# [Task item]
Return each record word for word, keeping none of its pictures.

Image-grounded pointing data:
>>>

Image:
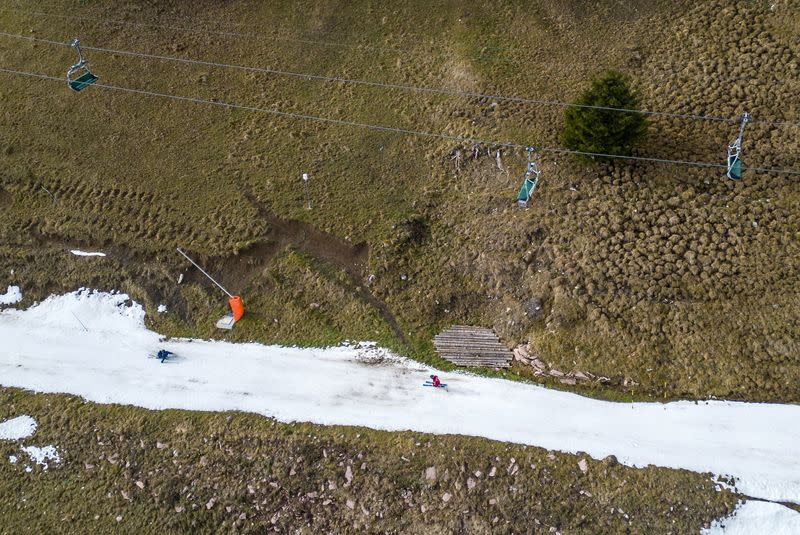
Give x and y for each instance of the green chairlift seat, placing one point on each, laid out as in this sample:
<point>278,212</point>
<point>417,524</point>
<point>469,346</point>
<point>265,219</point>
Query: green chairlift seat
<point>532,175</point>
<point>735,152</point>
<point>84,80</point>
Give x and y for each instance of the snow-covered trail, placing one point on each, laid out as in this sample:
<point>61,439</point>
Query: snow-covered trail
<point>45,348</point>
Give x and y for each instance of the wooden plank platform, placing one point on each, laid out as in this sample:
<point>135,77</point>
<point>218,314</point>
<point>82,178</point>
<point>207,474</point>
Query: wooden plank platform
<point>465,345</point>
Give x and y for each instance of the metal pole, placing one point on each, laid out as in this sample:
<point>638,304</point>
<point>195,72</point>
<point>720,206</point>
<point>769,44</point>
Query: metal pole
<point>308,193</point>
<point>204,272</point>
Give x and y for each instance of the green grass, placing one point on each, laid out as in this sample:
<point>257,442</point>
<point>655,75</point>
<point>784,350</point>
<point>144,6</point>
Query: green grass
<point>157,472</point>
<point>655,273</point>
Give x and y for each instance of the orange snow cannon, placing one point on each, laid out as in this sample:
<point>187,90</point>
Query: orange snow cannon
<point>234,301</point>
<point>237,307</point>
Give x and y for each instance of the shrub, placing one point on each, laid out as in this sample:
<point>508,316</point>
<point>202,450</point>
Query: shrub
<point>604,131</point>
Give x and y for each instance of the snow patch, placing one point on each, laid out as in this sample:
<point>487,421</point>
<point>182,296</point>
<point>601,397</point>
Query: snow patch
<point>17,428</point>
<point>757,518</point>
<point>12,295</point>
<point>76,252</point>
<point>42,456</point>
<point>45,349</point>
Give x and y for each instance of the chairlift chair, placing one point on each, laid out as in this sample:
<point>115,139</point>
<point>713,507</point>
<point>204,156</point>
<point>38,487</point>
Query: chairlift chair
<point>84,80</point>
<point>735,152</point>
<point>532,174</point>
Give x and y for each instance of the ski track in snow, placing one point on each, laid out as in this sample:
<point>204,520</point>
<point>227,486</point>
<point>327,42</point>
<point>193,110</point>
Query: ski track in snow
<point>44,349</point>
<point>76,252</point>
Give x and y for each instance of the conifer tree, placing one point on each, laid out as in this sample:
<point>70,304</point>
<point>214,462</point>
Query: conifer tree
<point>604,131</point>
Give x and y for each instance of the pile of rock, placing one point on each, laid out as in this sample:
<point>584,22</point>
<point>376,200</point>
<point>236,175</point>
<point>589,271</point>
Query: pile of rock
<point>541,369</point>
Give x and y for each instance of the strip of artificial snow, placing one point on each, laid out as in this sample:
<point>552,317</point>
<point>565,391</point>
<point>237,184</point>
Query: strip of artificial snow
<point>45,349</point>
<point>754,517</point>
<point>12,295</point>
<point>84,253</point>
<point>42,456</point>
<point>17,428</point>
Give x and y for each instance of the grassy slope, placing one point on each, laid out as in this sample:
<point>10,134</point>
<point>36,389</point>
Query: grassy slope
<point>646,272</point>
<point>138,176</point>
<point>180,472</point>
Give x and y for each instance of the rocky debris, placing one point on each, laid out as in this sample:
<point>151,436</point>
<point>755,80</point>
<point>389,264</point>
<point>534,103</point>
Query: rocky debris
<point>583,465</point>
<point>348,475</point>
<point>430,473</point>
<point>523,354</point>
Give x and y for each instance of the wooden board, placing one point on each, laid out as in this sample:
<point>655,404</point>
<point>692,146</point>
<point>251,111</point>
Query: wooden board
<point>465,345</point>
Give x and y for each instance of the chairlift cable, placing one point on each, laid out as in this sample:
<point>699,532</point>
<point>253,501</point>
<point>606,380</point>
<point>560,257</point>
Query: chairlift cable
<point>356,46</point>
<point>430,90</point>
<point>397,130</point>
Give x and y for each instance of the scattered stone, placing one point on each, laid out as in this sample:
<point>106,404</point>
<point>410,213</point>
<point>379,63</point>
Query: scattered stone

<<<

# [Task response]
Image:
Give x and y for each instance of the green chairlift seat, placing one point on each, laid out as in this sample:
<point>278,212</point>
<point>417,524</point>
<point>469,346</point>
<point>265,219</point>
Query: green chairlift seat
<point>532,175</point>
<point>735,152</point>
<point>84,80</point>
Give x and y for each instance of the snow-covered trail, placing one point on each, laid out as in this sample:
<point>61,439</point>
Query: snow-covered trail
<point>45,348</point>
Give x and y for each instance of the wooden plank platform, placing one point on each, laid out as in this sample:
<point>135,77</point>
<point>218,314</point>
<point>82,178</point>
<point>207,474</point>
Query: wooden plank platform
<point>465,345</point>
Give x and y for each instance of the metal pole, placing one point on each, laid out as in this sample:
<point>638,304</point>
<point>195,72</point>
<point>720,206</point>
<point>769,44</point>
Query: metal pole
<point>308,193</point>
<point>204,272</point>
Give x and y for each instance of the green grass, placing one point on each, laid out as in this sample:
<point>257,442</point>
<point>655,75</point>
<point>784,350</point>
<point>144,6</point>
Query: green grass
<point>157,472</point>
<point>655,273</point>
Give x and y for each instance of the orange snow cannon, placing one point on each, laid out as in this sample:
<point>187,90</point>
Query: orange snow cannon
<point>234,301</point>
<point>237,307</point>
Give x and y for each instance of the shrub, placing one point on each, laid out as in this sample:
<point>508,316</point>
<point>202,450</point>
Query: shrub
<point>604,131</point>
Give x and y for each instance of the snow patch, placing one point on each, laid out as in this sample:
<point>487,421</point>
<point>182,296</point>
<point>601,397</point>
Query: snow patch
<point>17,428</point>
<point>757,518</point>
<point>12,295</point>
<point>76,252</point>
<point>42,456</point>
<point>45,349</point>
Give x and y for each instance of the chairlift chair, placing one point on each, laid out as in this sample:
<point>115,139</point>
<point>713,507</point>
<point>204,156</point>
<point>38,487</point>
Query: chairlift chair
<point>84,80</point>
<point>735,152</point>
<point>532,174</point>
Give x and y for each instance of the ski track in snow, placing one point on each, laid out as in this sample:
<point>204,520</point>
<point>227,486</point>
<point>327,42</point>
<point>193,110</point>
Query: ski track in snow
<point>44,349</point>
<point>76,252</point>
Give x and y for each instance of the conifer tree, placing one point on each, laid out as in this sample:
<point>70,304</point>
<point>214,462</point>
Query: conifer tree
<point>604,131</point>
Give x and y for each instance of the pile of rock, placing one point on each, laid out as in this sample:
<point>584,22</point>
<point>376,200</point>
<point>236,175</point>
<point>589,271</point>
Query: pile of rock
<point>541,369</point>
Give x and y for each instance of the strip of artificial snow, placing one point on each, laid out as in this sample:
<point>552,317</point>
<point>565,391</point>
<point>237,184</point>
Query: strip of artificial snow
<point>45,349</point>
<point>754,517</point>
<point>12,295</point>
<point>84,253</point>
<point>42,456</point>
<point>17,428</point>
Give x and y for each instance of the grassy slope, placing one point on each, laid out as in this sample:
<point>10,134</point>
<point>36,389</point>
Query: grassy slope
<point>646,272</point>
<point>138,176</point>
<point>180,472</point>
Give x and y for each instance of the rocky debris, placing one point on each, laid out as in this sample:
<point>151,436</point>
<point>755,80</point>
<point>389,264</point>
<point>534,103</point>
Query: rocky debris
<point>583,465</point>
<point>348,475</point>
<point>430,473</point>
<point>523,354</point>
Give x and y for each instance of the wooden board, placing one point on each, laid out as in this sample:
<point>655,404</point>
<point>692,146</point>
<point>251,111</point>
Query: wooden board
<point>465,345</point>
Give x and y for each instance of the chairlift cable, placing one point on each, laid out as in this sample:
<point>699,532</point>
<point>253,501</point>
<point>606,380</point>
<point>560,257</point>
Query: chairlift cable
<point>356,46</point>
<point>430,90</point>
<point>397,130</point>
Give x and y for each instance of the scattered stone, placing one point on each, laid out as in this sample:
<point>106,404</point>
<point>410,213</point>
<point>379,63</point>
Query: scattered stone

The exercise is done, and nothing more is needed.